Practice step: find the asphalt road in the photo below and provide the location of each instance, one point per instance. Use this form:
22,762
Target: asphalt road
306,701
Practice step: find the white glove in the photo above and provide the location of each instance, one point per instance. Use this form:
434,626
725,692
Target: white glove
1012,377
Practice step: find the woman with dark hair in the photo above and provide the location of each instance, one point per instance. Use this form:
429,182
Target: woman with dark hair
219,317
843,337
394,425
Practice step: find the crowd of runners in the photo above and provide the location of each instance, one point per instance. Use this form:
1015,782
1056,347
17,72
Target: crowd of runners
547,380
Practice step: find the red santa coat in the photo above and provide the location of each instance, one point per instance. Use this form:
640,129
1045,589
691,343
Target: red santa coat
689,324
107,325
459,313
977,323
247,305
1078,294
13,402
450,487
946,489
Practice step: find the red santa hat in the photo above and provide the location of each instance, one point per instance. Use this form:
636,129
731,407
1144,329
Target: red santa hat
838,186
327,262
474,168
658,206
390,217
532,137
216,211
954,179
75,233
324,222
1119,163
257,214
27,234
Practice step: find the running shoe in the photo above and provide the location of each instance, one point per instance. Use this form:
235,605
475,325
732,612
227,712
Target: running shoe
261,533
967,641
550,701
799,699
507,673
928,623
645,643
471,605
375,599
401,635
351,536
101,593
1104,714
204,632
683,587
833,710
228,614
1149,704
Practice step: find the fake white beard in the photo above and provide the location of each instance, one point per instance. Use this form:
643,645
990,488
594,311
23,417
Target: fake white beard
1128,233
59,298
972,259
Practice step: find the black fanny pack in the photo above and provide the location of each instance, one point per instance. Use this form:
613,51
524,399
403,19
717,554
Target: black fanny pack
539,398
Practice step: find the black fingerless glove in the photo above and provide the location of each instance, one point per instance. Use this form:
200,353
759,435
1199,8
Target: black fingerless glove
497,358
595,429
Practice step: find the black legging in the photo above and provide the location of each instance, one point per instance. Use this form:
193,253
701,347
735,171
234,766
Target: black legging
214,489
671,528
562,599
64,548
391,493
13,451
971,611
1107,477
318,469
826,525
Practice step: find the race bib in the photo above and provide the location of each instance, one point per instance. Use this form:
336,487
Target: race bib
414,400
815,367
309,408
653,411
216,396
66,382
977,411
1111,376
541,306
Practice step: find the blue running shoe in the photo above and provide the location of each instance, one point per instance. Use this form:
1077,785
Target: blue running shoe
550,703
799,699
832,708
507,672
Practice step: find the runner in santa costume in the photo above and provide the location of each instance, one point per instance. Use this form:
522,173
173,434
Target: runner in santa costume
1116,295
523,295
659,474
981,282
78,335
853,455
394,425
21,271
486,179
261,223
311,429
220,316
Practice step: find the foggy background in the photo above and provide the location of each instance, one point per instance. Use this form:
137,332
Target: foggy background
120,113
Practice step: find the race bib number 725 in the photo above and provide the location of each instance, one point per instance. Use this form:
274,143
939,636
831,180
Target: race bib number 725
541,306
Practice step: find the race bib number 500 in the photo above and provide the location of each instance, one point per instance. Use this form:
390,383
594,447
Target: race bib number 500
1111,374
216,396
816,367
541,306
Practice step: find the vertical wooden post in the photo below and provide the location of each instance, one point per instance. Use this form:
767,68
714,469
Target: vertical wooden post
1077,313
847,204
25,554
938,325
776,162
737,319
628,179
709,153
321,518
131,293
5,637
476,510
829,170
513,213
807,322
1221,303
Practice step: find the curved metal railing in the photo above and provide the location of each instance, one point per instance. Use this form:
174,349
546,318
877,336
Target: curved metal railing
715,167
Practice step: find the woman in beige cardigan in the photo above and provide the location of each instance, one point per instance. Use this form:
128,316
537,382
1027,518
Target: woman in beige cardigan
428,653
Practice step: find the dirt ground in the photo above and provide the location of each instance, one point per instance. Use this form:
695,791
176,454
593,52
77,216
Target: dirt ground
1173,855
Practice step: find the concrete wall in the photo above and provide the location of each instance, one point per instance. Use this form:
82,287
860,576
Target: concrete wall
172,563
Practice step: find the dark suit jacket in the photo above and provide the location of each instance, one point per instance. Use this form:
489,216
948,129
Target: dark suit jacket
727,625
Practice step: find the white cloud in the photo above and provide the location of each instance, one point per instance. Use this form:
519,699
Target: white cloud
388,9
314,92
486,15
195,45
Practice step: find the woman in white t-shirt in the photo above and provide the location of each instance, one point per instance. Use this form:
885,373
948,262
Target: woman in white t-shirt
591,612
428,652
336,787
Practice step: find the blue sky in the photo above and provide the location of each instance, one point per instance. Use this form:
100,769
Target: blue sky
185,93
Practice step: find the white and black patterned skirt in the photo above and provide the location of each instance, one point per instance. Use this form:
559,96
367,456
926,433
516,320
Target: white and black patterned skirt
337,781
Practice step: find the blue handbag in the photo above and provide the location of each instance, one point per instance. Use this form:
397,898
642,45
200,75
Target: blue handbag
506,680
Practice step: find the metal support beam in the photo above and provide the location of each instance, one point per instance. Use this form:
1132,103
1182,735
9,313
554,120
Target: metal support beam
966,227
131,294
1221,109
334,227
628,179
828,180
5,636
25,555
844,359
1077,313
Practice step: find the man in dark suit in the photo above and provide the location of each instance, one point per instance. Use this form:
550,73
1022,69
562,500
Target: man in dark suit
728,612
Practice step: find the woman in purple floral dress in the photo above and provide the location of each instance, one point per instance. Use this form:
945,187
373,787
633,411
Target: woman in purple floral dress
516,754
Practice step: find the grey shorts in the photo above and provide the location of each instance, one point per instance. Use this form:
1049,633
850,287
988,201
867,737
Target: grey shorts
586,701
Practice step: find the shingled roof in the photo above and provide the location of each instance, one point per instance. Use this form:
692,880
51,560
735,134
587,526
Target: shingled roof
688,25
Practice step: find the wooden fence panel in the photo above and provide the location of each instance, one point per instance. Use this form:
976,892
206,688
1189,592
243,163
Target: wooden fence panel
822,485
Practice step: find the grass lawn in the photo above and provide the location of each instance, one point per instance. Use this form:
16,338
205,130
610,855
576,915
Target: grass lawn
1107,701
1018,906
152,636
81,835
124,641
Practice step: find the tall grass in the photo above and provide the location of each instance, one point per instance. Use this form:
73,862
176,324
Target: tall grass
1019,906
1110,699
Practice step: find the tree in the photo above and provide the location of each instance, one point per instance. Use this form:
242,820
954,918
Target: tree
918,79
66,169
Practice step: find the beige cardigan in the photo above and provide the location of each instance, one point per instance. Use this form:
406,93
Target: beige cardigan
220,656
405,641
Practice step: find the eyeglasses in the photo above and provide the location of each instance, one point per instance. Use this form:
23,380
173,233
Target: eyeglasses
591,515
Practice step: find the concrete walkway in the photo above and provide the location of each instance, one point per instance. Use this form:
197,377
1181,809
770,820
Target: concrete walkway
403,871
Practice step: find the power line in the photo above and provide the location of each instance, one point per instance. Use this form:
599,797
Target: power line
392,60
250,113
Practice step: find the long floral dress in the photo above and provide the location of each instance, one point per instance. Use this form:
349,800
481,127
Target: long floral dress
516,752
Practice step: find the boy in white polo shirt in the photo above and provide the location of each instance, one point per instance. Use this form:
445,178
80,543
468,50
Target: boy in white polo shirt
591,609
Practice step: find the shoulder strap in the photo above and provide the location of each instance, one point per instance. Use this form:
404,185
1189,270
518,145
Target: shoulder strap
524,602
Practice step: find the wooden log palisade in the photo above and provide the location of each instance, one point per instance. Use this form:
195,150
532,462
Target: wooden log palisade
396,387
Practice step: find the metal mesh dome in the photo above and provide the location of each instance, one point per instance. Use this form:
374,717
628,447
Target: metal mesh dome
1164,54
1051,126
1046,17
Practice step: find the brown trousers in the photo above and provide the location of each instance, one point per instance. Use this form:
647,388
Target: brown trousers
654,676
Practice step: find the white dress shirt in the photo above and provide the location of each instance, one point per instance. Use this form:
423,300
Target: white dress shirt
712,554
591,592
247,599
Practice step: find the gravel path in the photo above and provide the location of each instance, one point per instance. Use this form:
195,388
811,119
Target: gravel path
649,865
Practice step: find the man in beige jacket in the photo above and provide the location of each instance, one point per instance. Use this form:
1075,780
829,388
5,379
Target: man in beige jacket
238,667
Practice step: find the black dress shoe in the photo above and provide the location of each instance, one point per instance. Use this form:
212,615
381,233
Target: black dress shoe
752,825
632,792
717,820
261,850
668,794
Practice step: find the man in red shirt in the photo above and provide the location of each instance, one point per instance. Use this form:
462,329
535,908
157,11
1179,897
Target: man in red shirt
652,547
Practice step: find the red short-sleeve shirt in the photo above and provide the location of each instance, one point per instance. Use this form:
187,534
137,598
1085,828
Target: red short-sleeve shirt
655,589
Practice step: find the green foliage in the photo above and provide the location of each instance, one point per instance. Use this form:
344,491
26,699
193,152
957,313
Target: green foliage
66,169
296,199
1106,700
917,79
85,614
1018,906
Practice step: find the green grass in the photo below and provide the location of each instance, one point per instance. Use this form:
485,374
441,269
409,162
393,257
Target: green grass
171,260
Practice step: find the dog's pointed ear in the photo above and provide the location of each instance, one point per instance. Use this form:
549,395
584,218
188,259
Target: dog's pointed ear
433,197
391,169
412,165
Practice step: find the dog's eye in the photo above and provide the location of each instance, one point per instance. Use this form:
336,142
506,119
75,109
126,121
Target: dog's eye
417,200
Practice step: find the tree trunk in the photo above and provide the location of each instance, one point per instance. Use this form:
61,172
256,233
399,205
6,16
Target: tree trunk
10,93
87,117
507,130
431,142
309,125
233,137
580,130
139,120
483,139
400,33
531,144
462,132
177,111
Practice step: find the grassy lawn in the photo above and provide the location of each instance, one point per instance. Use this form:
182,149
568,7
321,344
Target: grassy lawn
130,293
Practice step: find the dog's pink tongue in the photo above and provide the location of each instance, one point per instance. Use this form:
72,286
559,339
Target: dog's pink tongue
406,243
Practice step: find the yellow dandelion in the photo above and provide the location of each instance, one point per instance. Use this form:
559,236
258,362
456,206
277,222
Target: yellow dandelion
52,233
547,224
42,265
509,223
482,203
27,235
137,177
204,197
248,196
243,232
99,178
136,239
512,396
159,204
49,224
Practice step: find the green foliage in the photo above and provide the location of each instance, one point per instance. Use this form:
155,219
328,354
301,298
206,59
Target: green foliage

[What this task involves] Put every line from the one containing "Practice step: find the tree trunk" through the last line of the items above into a JSON list of strings, one string per line and no blank lines.

[Complete response]
[
  "Practice step: find the tree trunk in the photo above and provide the location of each instance, one point per instance. Use this form:",
  "61,172",
  "256,233",
  "399,205",
  "6,16",
  "Target: tree trunk",
  "10,93",
  "87,117",
  "507,130",
  "431,142",
  "309,125",
  "233,137",
  "580,130",
  "139,120",
  "483,139",
  "400,33",
  "531,144",
  "462,132",
  "177,111",
  "Practice step: find the grassy lawn in the photo above and provide the location of each instance, one point per instance. Use this form:",
  "182,149",
  "568,7",
  "321,344",
  "Target: grassy lawn",
  "130,293",
  "Practice step: find the dog's pink tongue in the photo above and provide the location of each instance, one point per instance. Use this form:",
  "72,286",
  "559,339",
  "Target: dog's pink tongue",
  "406,243",
  "Practice step: find the yellow dandelion in the photo above and provide the location of each instance, one point per instance. Use this form:",
  "559,236",
  "258,362",
  "456,206",
  "277,222",
  "Target: yellow dandelion",
  "52,233",
  "547,224",
  "42,265",
  "509,223",
  "482,203",
  "27,235",
  "137,177",
  "204,197",
  "248,196",
  "243,232",
  "99,178",
  "136,239",
  "512,396",
  "159,204",
  "49,224",
  "Practice step: find the green foliage in the photo above and provide the location of each instance, one point per instance. Use this form:",
  "155,219",
  "328,354",
  "301,298",
  "206,59",
  "Target: green foliage"
]